- Supplied text
-.-.-
An STFB or Subtarsal foreign body – Urgent eye problems
A particle can blow into or fall into your eye while walking, working under the car, or doing do-it-yourself in the house. Frequently, a little fleck of foreign body can blow in from an unknown source if it is a windy day or if you are walking past a building site. If the little foreign body lodges underneath the eyelid, it can stick to the velvety membrane lining the upper lid. It can rub against the front surface of the eye with each blink causing a foreign body sensation, acute pain, a watering eye and red eye.
Diagnosing a Subtarsal foreign body (STFB)
Subtarsal foreign body (STFB) is a very common urgent eye problem, which can be dealt with in an eye clinic or eye casualty. At Clinica London, we have an urgent eye care clinic, where patients can be seen between 8:30 and 19:00 by a prior arrangement phone call or e-mailing in to arrange the appointment. An ophthalmic specialist is available most days of the week to treat subtarsal foreign body (STFB).
-.-.-
- Tasks for this exercise
1. For each statement, say whether it agrees with the subtarsal foreign body text. Answer yes or no and quote the deciding words.
(a) Patients at Clinica London can be seen between 8:30 and 19:00.
(b) A foreign body lodged under the eyelid can stick to the velvety membrane lining the lower lid.
(c) An ophthalmic specialist is available every day of the week.
2. Answer these questions from the subtarsal foreign body text:
(a) What two sources of a foreign body does the text name on a windy day or while walking?
(b) Where can a subtarsal foreign body be dealt with?
(c) How can patients arrange an appointment at the Clinica London urgent eye care clinic?
3. Reproduce the passage of the subtarsal foreign body text starting at "Diagnosing a Subtarsal" and ending at "foreign body (STFB).".
The records are separate material, unrelated to the subtarsal foreign body text.
-.-.-
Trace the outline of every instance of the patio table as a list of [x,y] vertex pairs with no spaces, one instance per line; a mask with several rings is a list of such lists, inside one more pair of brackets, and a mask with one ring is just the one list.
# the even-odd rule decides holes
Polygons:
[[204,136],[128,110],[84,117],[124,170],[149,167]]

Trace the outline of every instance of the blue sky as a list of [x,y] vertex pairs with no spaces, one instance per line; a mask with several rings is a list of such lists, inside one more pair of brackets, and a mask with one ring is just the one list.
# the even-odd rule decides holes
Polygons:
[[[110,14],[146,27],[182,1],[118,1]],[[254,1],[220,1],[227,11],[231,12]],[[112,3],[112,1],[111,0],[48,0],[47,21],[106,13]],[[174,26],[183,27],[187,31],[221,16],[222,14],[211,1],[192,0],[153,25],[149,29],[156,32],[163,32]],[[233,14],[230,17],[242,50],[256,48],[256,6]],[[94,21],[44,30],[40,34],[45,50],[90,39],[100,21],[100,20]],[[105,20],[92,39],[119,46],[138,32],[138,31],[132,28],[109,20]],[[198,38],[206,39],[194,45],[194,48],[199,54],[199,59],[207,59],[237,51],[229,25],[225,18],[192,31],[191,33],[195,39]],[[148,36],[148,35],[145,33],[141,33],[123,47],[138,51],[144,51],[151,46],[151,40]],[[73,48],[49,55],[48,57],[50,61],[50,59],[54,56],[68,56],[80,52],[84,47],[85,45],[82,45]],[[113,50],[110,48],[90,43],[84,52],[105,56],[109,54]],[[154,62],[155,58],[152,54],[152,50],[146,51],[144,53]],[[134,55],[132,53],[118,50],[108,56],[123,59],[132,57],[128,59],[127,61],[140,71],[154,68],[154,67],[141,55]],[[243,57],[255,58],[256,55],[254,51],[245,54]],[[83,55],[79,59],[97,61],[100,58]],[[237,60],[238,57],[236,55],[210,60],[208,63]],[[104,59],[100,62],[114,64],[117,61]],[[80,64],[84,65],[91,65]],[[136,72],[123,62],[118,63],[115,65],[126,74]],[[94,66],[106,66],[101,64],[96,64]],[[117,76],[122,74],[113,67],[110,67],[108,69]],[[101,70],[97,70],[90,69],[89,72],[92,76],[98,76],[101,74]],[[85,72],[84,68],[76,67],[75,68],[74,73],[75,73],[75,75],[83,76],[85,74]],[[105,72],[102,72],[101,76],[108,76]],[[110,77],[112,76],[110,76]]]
-.-.-
- Answers to the exercises
1.
(a) Yes: "patients can be seen between 8:30 and 19:00"
(b) No: "it can stick to the velvety membrane lining the upper lid"
(c) No: "An ophthalmic specialist is available most days of the week"

2.
(a) An unknown source, or a building site the person is walking past.
(b) In an eye clinic or eye casualty.
(c) By a prior arrangement phone call or by e-mailing in.

3.
Diagnosing a Subtarsal foreign body (STFB)
Subtarsal foreign body (STFB) is a very common urgent eye problem, which can be dealt with in an eye clinic or eye casualty. At Clinica London, we have an urgent eye care clinic, where patients can be seen between 8:30 and 19:00 by a prior arrangement phone call or e-mailing in to arrange the appointment. An ophthalmic specialist is available most days of the week to treat subtarsal foreign body (STFB).